§ **PROBLEM STATEMENT**
From the line containing "Target: chimney" to the end of the records below, output each line exactly; include both ends and nothing else.

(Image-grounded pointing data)
■ ■ ■ ■ ■

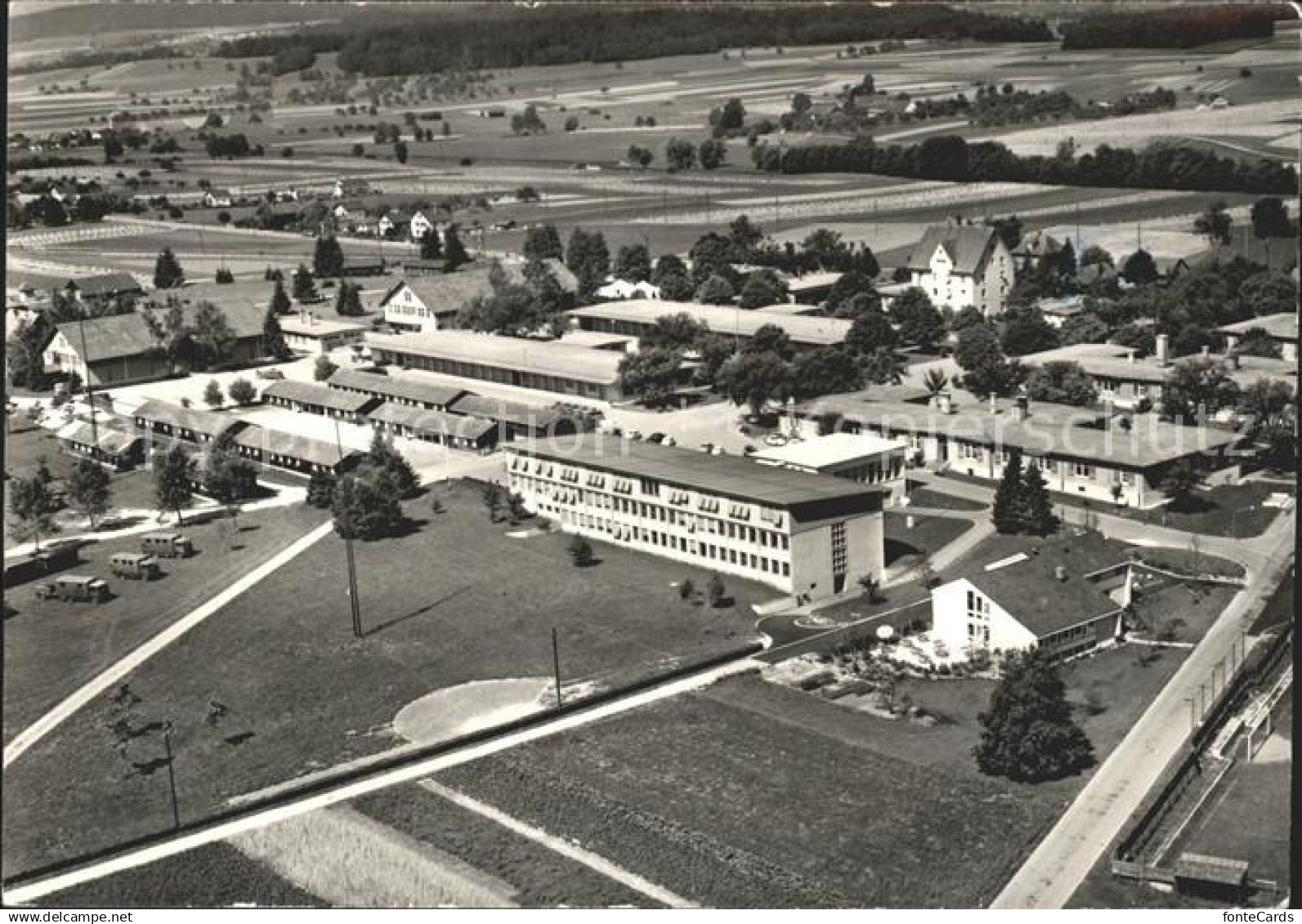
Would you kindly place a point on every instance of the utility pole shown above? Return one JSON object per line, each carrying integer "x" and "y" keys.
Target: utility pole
{"x": 355, "y": 604}
{"x": 557, "y": 665}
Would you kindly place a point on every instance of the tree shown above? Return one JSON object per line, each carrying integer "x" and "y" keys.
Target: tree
{"x": 243, "y": 392}
{"x": 1036, "y": 505}
{"x": 323, "y": 368}
{"x": 825, "y": 370}
{"x": 167, "y": 271}
{"x": 581, "y": 552}
{"x": 89, "y": 489}
{"x": 386, "y": 458}
{"x": 33, "y": 508}
{"x": 753, "y": 379}
{"x": 713, "y": 153}
{"x": 715, "y": 291}
{"x": 365, "y": 505}
{"x": 1180, "y": 483}
{"x": 681, "y": 155}
{"x": 1214, "y": 223}
{"x": 1009, "y": 511}
{"x": 348, "y": 300}
{"x": 305, "y": 288}
{"x": 327, "y": 258}
{"x": 1062, "y": 383}
{"x": 173, "y": 480}
{"x": 1027, "y": 732}
{"x": 1139, "y": 268}
{"x": 454, "y": 252}
{"x": 1197, "y": 386}
{"x": 272, "y": 337}
{"x": 651, "y": 375}
{"x": 544, "y": 243}
{"x": 869, "y": 333}
{"x": 763, "y": 288}
{"x": 320, "y": 489}
{"x": 633, "y": 263}
{"x": 213, "y": 395}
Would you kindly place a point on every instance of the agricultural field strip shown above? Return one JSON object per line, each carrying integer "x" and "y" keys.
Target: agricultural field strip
{"x": 562, "y": 846}
{"x": 107, "y": 678}
{"x": 408, "y": 774}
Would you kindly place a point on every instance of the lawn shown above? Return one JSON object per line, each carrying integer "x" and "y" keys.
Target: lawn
{"x": 456, "y": 600}
{"x": 215, "y": 875}
{"x": 542, "y": 877}
{"x": 1224, "y": 511}
{"x": 924, "y": 538}
{"x": 51, "y": 647}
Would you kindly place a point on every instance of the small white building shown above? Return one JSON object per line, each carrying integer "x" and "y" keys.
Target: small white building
{"x": 861, "y": 457}
{"x": 963, "y": 266}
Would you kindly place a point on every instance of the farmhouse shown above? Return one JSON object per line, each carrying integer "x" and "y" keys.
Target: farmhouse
{"x": 397, "y": 390}
{"x": 809, "y": 535}
{"x": 636, "y": 316}
{"x": 315, "y": 399}
{"x": 1065, "y": 596}
{"x": 1282, "y": 331}
{"x": 103, "y": 443}
{"x": 1087, "y": 453}
{"x": 961, "y": 266}
{"x": 314, "y": 336}
{"x": 547, "y": 366}
{"x": 860, "y": 457}
{"x": 454, "y": 431}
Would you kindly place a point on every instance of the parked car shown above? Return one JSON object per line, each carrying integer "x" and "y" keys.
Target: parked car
{"x": 74, "y": 588}
{"x": 134, "y": 566}
{"x": 167, "y": 546}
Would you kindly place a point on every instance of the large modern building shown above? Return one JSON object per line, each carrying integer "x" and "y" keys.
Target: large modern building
{"x": 860, "y": 457}
{"x": 548, "y": 366}
{"x": 634, "y": 316}
{"x": 1100, "y": 454}
{"x": 809, "y": 535}
{"x": 961, "y": 266}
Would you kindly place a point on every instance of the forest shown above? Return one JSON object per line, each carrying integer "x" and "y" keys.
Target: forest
{"x": 477, "y": 37}
{"x": 1174, "y": 26}
{"x": 1161, "y": 166}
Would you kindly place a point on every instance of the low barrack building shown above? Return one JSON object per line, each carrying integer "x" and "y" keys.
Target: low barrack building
{"x": 809, "y": 535}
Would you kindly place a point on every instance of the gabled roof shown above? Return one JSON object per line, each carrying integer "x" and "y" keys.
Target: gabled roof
{"x": 396, "y": 386}
{"x": 966, "y": 245}
{"x": 314, "y": 393}
{"x": 432, "y": 422}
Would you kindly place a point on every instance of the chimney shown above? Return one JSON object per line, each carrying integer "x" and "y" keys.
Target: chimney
{"x": 1163, "y": 349}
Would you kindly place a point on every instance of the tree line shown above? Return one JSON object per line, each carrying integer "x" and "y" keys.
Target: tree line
{"x": 1161, "y": 166}
{"x": 485, "y": 37}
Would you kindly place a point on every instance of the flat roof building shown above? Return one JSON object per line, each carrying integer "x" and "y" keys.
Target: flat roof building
{"x": 548, "y": 366}
{"x": 634, "y": 316}
{"x": 809, "y": 535}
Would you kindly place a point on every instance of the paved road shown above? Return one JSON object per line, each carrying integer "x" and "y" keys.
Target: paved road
{"x": 409, "y": 774}
{"x": 1062, "y": 862}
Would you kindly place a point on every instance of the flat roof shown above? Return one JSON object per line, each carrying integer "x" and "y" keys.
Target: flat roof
{"x": 723, "y": 475}
{"x": 540, "y": 357}
{"x": 1280, "y": 327}
{"x": 1058, "y": 431}
{"x": 723, "y": 319}
{"x": 828, "y": 450}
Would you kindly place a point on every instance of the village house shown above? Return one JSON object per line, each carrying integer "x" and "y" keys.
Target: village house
{"x": 963, "y": 266}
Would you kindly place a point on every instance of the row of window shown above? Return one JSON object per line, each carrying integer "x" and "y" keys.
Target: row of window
{"x": 655, "y": 538}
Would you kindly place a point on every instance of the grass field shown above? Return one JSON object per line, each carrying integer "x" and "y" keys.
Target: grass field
{"x": 215, "y": 875}
{"x": 468, "y": 603}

■ ■ ■ ■ ■

§ **WRITTEN REPLY**
Target: chimney
{"x": 1163, "y": 349}
Would you kindly place a point on every instance of the tree line shown above? Return one JSON object per line, each carrying integer "x" and "y" keys.
Target: tree line
{"x": 1161, "y": 166}
{"x": 485, "y": 37}
Would you kindly place a point on every instance of the flat roof building shown above? Return one JSON object per line, each carrying integer "x" and "y" keys.
Target: flat roof building
{"x": 548, "y": 366}
{"x": 634, "y": 316}
{"x": 809, "y": 535}
Would you kindly place a point on every instance of the paved road shown above? Return one JSON object per line, each carrying integer "x" and "y" keys.
Target: paved road
{"x": 409, "y": 774}
{"x": 1062, "y": 862}
Would you kindly place a point on every instance of the flat roof shown above? Return one JSON object per line, each carrying integer "x" and "y" keys.
Target: flat roof
{"x": 723, "y": 475}
{"x": 540, "y": 357}
{"x": 1280, "y": 327}
{"x": 1058, "y": 431}
{"x": 723, "y": 319}
{"x": 828, "y": 450}
Would you kindly place a point on every instance of the village house shown above? Return one JSON object per line, each carrying integer "x" and "y" keys.
Target: village house
{"x": 963, "y": 266}
Would you kindly place a point on every instance of the row of window shown above? Return one JSON object per line, each carrying integer "x" and "y" keys.
Target: row of window
{"x": 655, "y": 538}
Would you kindly place a point on every instance of the grass field shown above? Return one JSON object per line, each carrying integer "x" and "y" keys.
Target: grass field
{"x": 215, "y": 875}
{"x": 468, "y": 603}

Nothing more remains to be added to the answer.